Excerpted data ->

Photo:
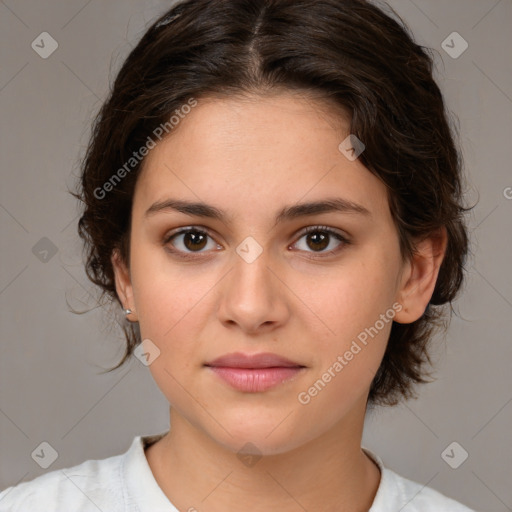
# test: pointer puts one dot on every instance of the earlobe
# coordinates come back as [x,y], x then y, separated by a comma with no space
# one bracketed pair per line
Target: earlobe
[419,280]
[123,281]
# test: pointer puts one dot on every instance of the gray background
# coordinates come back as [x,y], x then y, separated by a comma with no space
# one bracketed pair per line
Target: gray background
[50,359]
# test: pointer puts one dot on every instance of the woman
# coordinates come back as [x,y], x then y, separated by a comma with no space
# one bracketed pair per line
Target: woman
[272,193]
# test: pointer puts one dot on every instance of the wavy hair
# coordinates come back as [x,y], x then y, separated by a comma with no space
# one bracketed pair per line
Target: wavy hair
[351,53]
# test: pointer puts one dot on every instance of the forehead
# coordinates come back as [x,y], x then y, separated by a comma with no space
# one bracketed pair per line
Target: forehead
[254,153]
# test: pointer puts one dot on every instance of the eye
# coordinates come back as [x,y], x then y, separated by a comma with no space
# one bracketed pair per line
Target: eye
[320,238]
[189,240]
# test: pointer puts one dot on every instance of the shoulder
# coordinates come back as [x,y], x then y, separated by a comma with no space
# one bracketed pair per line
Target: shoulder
[89,486]
[419,498]
[396,492]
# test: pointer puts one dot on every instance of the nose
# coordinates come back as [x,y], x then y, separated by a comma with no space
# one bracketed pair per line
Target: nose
[253,296]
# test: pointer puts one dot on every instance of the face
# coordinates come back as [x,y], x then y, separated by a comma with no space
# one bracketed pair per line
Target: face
[251,280]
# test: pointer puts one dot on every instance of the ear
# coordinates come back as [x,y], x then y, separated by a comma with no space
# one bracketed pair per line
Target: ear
[123,282]
[419,276]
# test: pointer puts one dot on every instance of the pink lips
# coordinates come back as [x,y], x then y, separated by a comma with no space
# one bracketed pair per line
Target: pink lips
[254,373]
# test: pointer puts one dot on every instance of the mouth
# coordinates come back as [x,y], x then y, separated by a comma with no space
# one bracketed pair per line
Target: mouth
[254,373]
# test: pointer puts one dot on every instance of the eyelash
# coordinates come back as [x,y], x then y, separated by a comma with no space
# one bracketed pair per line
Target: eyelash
[310,229]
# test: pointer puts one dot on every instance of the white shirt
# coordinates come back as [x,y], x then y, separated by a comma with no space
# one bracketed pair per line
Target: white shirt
[125,483]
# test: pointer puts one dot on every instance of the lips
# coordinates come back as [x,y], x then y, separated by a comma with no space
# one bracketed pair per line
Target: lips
[261,360]
[254,373]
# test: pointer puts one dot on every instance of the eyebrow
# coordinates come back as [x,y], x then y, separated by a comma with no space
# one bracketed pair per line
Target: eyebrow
[199,209]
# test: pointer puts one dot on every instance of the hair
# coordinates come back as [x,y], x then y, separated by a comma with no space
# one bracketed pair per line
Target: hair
[352,54]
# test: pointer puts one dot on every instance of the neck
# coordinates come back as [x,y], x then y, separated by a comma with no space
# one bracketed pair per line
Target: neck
[329,473]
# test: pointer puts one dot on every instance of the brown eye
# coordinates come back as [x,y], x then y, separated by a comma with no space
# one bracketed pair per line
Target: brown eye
[188,240]
[320,238]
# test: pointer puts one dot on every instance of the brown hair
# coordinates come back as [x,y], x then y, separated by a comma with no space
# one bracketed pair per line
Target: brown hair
[349,52]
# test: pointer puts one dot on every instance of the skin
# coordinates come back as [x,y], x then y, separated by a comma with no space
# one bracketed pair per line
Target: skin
[250,157]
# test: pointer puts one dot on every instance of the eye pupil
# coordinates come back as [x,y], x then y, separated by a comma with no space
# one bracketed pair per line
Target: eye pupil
[318,238]
[197,239]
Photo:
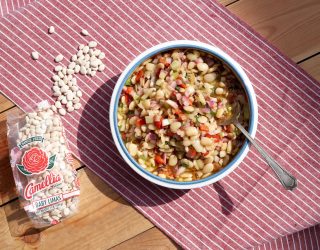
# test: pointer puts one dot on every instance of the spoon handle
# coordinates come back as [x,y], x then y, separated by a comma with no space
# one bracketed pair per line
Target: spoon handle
[287,180]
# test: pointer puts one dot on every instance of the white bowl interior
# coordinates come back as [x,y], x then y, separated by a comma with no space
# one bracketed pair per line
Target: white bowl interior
[238,71]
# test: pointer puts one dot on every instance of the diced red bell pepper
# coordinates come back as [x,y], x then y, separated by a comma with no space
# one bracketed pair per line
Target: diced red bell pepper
[217,137]
[170,133]
[128,98]
[203,127]
[182,85]
[139,75]
[158,124]
[205,153]
[162,59]
[128,90]
[140,122]
[158,159]
[191,153]
[123,135]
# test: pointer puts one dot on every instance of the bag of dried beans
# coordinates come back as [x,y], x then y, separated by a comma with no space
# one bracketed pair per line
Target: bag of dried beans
[42,165]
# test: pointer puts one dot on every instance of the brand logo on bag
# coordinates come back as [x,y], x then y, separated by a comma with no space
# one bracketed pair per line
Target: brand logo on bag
[30,140]
[35,161]
[32,188]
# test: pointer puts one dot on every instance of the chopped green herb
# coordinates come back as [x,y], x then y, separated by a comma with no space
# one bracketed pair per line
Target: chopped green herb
[128,82]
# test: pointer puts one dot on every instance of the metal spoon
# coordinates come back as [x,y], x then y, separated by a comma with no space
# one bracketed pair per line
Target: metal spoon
[287,180]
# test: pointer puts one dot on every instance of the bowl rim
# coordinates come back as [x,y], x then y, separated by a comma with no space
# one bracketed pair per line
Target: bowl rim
[176,45]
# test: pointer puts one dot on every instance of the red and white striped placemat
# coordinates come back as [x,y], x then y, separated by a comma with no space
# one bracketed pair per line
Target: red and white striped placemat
[8,6]
[247,208]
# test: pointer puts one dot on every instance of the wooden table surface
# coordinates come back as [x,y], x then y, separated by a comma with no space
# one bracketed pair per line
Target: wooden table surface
[105,220]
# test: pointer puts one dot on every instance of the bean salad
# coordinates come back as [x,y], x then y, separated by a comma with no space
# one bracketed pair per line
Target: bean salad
[168,113]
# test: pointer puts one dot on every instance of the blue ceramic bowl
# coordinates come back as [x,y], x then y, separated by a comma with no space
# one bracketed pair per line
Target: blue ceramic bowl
[184,44]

Try it -> Would you retype the material exactly, omitting each picture?

Task response ->
Photo:
# test: pointer puts one dot on every instance of the earlobe
# coordinates come back as [x,y], x then y, separated by a comma with no space
# one bracketed pair per line
Target: earlobe
[419,280]
[123,281]
# test: pointer puts one dot on every instance of the gray background
# coordinates come back as [x,y], x then y, separated by a comma with no space
# one bracketed pair per line
Target: gray background
[50,359]
# test: pointer puts one dot on every instance of the woman
# coordinates come back as [x,y], x then y, separated by a comma with no space
# one bracketed pair per line
Target: woman
[272,193]
# test: pointer puts one dot on every instance of the wavy hair
# coordinates come back as [x,y], x then y, separated by a comma with no space
# one bracketed pair per line
Target: wavy hair
[351,53]
# test: pointer puts one dot on every instance of the forehead
# coordinates come back as [x,y], x then y, separated by a comma with no space
# one bracketed pair per line
Target: forehead
[254,153]
# test: pointer puts one dot on every instance of the eye
# coordinates come back as [x,y], x then y, separated by a comma with no space
# one bracketed pair per line
Target: eye
[320,238]
[189,240]
# test: pointer puts one dot on every instance of the shoulder
# coordinates come back as [x,y], x then y, separated by a comma with no space
# one bracketed pair per line
Target: shoulder
[89,486]
[419,498]
[396,492]
# test: pointer puts one dot on every instance of the nose
# coordinates come back as [x,y], x then y, separated by a comma with no space
# one bracketed pair per line
Target: nose
[253,296]
# test: pointer puts one dot on every instance of the face
# coordinates come back as [x,y], x then y, separated by a comma with no space
# one bracketed pair per line
Target: face
[251,280]
# test: pointer puts one dot on every instance of the ear
# coordinates come back as [x,y], x then y, separated by a comma with no space
# one bracketed pair per line
Target: ear
[123,282]
[419,276]
# test: pointer puts one dot on every instance of the pink lips
# coordinates come back as [x,y], x then y, separated by a comma with no space
# one bracketed pair per line
Target: pink lips
[254,373]
# test: pointer puts one dot on every instance of the mouth
# coordinates come back as [x,y], x then y, separated by a comma with no space
# one bracketed pair per line
Target: mouth
[254,373]
# test: pointer puts one dot on every instance of the eyelash
# coordinates come back as [x,y], x then y, separated by a comma with no space
# one bracketed pair per line
Target: eyelash
[310,229]
# test: pointer puts one dot on every instance of the white shirt
# coordinates come back as [x,y], x then y, separated by a comma with no space
# one bracketed pair per line
Target: white shirt
[125,483]
# test: pointer puts one dot on every instance of the lips
# coordinates come back as [x,y], x then y, separated by a comma with no space
# one bracketed pair per line
Target: lips
[261,360]
[254,373]
# test: pointer puts one dot on every instance of the eyebrow
# coordinates come back as [x,y], x then y, separated by a comma with no space
# one bracketed pair per line
Target: eyebrow
[199,209]
# test: pointer puts one dot on every instance of the hair
# coordinates come back as [x,y], x then y, separated by a comma with no space
# one bracketed pair per line
Target: hair
[352,54]
# test: pointer puts one dot on every instance of the neck
# coordinates come back as [x,y], x then y, separated by a comma with no space
# one bracketed pair per line
Target: neck
[329,473]
# test: pointer puts one dot on every instance of the brown eye
# coordinates come back as [x,y], x then y, separated by a comma with no space
# one bracketed pair per line
Target: brown eye
[188,240]
[320,238]
# test: pointer puts one dot on every instance of the brown hair
# coordinates come back as [x,y], x then y, separated by a comma with no space
# one bracketed pair per line
Target: brown hair
[349,52]
# test: pointer puts one dot on every instance of the skin
# coordinates come back as [x,y], x then y, separated by a comma with no space
# one bracketed pair per line
Target: skin
[250,157]
# test: pointer puts one dot on every instance of the eye pupil
# coordinates come back as [x,y], x then y, separated by a comma with no space
# one bracketed pair per line
Target: eye pupil
[318,238]
[197,239]
Photo:
# test: pointer puts one dot on every instance of the spoon handle
# coordinates come back as [x,y], x then y, separated by a comma with no space
# one bracketed pair per line
Target: spoon handle
[287,180]
# test: pointer puts one dot on every instance of the white bowl interior
# coordinates come back as [x,y], x then y, separated by a comma with no space
# one bracketed pair per line
Target: white bowl interior
[238,71]
# test: pointer puts one dot on every instance of the diced red bell pepper
# coordinates come back as [x,y], x then y, separated by a comma with no space
# one bracketed pair per line
Target: diced red bell pepper
[217,137]
[170,133]
[128,98]
[203,127]
[182,85]
[139,75]
[158,124]
[205,153]
[162,59]
[128,90]
[140,122]
[158,159]
[191,153]
[123,135]
# test: pointer puts one dot on every instance of the bag of dried beans
# coordinates come back as [x,y], x then y, separated by a comma with no space
# one bracketed pair per line
Target: bag of dried beans
[42,165]
# test: pointer puts one dot on every instance of the brand logo on bag
# coordinates come back as [x,y], x then y, separated by a comma with no space
# one bracketed pair per line
Target: brand logo on bag
[30,140]
[35,161]
[32,188]
# test: pointer puts one dot on every instance of the chopped green herb
# coordinates come back as [x,y], x then y, separated by a comma with no space
# one bracketed pair per line
Target: chopped green herb
[128,82]
# test: pointer puts one dot on every instance of the metal spoon
# coordinates come back as [x,y], x then y, separated by a comma with no space
# one bracketed pair per line
Target: metal spoon
[287,180]
# test: pointer puts one dot on every instance of the bowl rim
# coordinates come back as [x,y], x then y, separated by a comma with no space
# one bracketed pair per line
Target: bowl rim
[176,45]
# test: pointer puts one dot on every instance of the red and white striped placemat
# coordinates come back as [x,y], x then y, separated by a comma with no space
# one bracketed pair per line
Target: red and white striped placemat
[8,6]
[247,208]
# test: pointer puts one dot on every instance of the wooden table surface
# coordinates come back as [x,y], x then y, separated by a comma with no space
# one bracketed pair per line
Target: wooden table surface
[105,220]
# test: pointer puts one dot on every instance of the bean salad
# coordinates come back as [x,y], x then y, separated by a comma with no space
# one bracketed pair per line
Target: bean salad
[168,113]
# test: pointer puts one dot on every instance of the blue ceramic bowl
# coordinates come back as [x,y], x then y, separated by a comma with no space
# one bracketed pair per line
Target: blue ceramic bowl
[184,44]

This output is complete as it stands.